_SUPPLIED RECORDS_.
------------------------------------------------------------------------

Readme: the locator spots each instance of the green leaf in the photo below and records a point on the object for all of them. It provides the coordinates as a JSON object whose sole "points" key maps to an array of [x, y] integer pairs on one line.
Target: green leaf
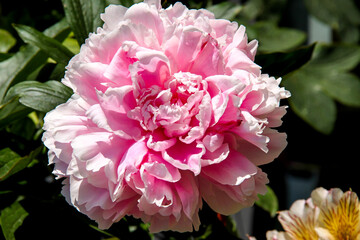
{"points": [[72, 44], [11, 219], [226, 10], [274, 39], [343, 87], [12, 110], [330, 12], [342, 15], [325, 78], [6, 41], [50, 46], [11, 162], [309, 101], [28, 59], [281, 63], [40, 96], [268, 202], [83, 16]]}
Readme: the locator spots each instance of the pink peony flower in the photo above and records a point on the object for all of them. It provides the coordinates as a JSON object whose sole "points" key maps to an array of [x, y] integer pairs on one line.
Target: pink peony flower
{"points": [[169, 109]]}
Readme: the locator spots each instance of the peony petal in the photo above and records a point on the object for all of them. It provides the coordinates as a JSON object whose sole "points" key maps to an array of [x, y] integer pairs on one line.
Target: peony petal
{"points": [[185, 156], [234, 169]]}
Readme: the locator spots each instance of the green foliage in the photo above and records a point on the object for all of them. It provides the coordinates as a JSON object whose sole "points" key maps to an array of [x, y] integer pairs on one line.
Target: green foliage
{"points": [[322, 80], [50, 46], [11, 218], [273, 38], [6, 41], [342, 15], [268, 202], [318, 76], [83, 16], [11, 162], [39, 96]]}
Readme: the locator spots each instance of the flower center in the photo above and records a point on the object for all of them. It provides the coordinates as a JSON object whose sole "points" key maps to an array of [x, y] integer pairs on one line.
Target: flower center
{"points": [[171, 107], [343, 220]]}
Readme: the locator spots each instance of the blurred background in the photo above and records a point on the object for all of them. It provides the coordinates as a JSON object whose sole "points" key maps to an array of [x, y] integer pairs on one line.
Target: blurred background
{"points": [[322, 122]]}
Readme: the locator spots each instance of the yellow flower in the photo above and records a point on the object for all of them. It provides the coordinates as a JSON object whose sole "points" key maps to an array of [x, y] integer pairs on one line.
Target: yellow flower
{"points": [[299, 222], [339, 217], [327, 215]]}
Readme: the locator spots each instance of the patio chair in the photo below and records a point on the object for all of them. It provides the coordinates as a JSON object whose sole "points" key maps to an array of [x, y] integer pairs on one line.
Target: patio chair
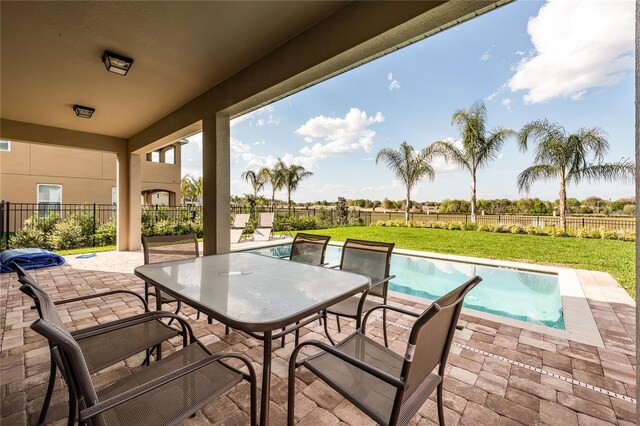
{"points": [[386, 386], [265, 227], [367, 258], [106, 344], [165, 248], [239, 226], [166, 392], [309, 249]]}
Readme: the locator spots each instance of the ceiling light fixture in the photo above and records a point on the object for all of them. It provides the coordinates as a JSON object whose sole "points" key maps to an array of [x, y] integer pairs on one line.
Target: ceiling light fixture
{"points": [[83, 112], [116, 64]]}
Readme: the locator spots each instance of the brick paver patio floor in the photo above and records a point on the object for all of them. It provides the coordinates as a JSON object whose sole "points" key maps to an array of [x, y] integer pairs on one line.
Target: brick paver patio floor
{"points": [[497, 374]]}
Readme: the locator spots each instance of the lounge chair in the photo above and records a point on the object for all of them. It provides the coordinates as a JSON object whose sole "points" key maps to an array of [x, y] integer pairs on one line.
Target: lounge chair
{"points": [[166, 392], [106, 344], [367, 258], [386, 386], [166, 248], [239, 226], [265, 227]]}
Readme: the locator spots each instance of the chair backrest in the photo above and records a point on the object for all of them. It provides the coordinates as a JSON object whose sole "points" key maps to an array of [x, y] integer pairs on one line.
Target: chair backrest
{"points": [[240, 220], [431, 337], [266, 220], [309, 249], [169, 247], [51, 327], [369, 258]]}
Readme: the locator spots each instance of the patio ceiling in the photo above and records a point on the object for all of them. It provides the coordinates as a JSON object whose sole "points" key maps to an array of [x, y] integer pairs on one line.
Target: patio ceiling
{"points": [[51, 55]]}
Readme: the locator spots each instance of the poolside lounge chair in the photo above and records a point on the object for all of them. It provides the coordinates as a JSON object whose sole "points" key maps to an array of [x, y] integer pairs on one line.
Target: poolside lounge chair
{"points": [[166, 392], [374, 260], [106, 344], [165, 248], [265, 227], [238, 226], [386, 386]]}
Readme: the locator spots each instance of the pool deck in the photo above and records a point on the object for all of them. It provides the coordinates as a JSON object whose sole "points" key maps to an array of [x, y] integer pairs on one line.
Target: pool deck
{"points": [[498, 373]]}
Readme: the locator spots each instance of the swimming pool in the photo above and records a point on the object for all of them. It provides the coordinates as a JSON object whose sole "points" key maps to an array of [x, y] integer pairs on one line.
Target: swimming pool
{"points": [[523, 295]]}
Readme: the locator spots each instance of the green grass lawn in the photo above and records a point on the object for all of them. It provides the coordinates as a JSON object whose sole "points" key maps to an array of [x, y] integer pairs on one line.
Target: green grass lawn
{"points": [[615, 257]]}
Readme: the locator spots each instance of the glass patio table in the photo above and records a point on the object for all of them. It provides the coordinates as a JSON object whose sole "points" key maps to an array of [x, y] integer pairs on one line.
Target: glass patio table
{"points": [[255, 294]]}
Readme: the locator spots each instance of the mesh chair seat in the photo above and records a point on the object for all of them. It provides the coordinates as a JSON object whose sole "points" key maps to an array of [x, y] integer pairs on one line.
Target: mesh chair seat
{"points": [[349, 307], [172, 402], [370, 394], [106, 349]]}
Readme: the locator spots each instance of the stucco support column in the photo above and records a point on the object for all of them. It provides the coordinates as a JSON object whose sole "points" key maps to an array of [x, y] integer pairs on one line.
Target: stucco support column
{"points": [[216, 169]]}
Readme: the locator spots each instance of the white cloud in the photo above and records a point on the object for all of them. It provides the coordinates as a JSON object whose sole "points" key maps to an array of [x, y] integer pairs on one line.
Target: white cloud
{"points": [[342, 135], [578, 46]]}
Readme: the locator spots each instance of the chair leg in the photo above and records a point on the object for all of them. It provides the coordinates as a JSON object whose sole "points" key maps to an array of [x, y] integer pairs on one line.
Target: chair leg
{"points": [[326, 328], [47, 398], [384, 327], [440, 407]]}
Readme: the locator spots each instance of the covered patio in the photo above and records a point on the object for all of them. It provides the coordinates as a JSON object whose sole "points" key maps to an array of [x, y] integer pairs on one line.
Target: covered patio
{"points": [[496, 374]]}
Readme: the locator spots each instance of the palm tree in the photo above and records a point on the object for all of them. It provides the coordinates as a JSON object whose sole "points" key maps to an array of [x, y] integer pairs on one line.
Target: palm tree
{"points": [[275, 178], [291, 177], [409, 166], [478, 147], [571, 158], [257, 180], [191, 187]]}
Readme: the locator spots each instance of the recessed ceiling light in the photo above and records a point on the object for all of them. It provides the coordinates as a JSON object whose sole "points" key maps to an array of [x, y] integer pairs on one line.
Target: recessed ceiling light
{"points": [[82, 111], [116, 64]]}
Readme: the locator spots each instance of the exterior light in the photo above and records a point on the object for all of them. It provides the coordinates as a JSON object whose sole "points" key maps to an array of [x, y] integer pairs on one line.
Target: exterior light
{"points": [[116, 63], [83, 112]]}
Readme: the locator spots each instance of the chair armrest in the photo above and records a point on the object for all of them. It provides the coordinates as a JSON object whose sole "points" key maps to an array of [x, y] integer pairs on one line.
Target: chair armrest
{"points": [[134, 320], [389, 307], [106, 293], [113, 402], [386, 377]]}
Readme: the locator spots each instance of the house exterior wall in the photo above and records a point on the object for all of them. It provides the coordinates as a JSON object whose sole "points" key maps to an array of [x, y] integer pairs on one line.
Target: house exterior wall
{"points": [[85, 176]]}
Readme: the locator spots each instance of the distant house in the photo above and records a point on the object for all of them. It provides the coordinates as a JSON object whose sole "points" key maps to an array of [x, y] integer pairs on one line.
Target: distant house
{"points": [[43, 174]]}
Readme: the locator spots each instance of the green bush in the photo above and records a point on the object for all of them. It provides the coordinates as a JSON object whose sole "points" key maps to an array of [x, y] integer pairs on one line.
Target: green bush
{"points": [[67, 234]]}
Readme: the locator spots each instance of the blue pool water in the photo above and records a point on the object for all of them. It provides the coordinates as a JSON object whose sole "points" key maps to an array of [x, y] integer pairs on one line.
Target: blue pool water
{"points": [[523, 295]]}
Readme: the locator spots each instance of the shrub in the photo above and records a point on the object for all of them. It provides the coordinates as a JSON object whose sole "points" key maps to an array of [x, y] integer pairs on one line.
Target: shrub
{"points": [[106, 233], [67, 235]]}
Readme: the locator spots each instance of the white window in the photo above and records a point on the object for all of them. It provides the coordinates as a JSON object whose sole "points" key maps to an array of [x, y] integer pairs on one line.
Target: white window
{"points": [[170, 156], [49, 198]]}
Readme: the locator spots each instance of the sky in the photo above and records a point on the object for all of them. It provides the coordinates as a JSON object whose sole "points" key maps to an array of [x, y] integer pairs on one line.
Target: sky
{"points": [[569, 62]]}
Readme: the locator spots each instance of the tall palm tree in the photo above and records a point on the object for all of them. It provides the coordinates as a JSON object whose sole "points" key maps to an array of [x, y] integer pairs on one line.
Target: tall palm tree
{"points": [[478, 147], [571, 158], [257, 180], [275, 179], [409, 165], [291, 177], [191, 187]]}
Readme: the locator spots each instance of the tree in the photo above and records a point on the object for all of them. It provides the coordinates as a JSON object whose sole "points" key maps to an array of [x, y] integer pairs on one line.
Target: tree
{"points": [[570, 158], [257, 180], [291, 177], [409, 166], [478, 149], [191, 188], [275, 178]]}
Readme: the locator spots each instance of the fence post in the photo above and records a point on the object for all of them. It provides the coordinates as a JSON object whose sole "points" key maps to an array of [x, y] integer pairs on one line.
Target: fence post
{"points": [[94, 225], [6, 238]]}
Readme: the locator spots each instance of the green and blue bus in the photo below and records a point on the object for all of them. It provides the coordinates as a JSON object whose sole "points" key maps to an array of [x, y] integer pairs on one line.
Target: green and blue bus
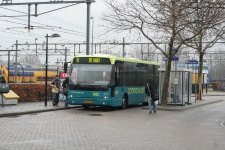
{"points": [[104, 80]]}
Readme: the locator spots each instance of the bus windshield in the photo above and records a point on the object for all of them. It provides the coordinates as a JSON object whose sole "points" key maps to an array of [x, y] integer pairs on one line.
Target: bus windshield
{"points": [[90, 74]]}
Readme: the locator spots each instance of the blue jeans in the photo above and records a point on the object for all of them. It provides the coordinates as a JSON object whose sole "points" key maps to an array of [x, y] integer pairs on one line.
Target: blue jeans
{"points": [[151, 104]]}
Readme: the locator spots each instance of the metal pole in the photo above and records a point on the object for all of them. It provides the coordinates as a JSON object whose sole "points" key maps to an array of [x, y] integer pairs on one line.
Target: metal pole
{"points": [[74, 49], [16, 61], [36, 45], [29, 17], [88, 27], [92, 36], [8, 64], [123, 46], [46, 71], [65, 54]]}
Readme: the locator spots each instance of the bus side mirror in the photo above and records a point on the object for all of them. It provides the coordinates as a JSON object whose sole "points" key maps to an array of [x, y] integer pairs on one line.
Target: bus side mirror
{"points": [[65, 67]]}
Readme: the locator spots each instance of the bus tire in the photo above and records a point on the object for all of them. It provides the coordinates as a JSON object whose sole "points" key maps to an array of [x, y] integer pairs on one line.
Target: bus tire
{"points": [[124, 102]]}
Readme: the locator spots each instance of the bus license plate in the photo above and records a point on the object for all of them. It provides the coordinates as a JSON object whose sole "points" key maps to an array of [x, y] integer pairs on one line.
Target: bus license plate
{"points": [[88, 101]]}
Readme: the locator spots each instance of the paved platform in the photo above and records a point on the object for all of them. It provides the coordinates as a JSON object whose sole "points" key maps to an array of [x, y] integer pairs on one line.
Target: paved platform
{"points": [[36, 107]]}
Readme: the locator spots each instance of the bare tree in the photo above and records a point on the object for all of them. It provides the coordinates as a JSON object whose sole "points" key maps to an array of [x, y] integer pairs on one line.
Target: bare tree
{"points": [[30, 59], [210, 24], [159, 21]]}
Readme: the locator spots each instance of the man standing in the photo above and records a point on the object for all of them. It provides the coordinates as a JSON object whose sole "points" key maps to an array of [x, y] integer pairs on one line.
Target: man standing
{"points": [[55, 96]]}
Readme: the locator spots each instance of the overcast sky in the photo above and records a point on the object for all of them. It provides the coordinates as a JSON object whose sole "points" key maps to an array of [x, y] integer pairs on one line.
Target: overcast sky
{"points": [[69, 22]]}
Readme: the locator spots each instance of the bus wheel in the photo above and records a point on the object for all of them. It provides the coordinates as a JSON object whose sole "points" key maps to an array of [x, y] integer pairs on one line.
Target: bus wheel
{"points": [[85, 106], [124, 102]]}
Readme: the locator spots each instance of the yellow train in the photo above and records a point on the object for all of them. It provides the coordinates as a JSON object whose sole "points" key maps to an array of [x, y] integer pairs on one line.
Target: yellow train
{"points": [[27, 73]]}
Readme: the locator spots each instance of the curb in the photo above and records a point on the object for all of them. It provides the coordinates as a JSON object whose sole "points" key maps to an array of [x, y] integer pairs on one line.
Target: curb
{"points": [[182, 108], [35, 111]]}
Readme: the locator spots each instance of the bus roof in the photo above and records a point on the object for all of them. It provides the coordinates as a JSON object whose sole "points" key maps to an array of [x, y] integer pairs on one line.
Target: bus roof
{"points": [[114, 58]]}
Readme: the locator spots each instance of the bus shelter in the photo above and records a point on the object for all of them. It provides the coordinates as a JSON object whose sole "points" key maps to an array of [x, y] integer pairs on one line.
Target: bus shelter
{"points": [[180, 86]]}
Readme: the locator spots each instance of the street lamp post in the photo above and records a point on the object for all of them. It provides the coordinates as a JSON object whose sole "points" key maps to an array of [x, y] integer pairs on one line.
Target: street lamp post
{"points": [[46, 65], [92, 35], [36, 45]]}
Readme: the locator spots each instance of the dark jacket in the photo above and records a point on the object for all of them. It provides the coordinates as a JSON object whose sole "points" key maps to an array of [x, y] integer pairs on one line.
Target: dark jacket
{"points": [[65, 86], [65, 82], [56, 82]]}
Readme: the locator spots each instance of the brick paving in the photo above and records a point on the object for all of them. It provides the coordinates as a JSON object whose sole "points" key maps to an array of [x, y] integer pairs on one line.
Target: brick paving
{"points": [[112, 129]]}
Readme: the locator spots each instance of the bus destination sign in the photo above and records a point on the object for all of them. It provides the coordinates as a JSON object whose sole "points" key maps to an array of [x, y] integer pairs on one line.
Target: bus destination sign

------------------------------------------------------------------------

_EXERCISE OBJECTIVE_.
Can you rewrite the lines from the beginning through the one containing "Target: green leaf", swapping "green leaf" for "maple leaf" and changing nothing else?

_TASK OUTPUT_.
Readme: the locator spots each instance of the maple leaf in the photo below and records a point on the object for all of them. It provides the coordinates as a JSON object whose sole "points" key maps to an array of [x, y] integer pairs on one line.
Target: maple leaf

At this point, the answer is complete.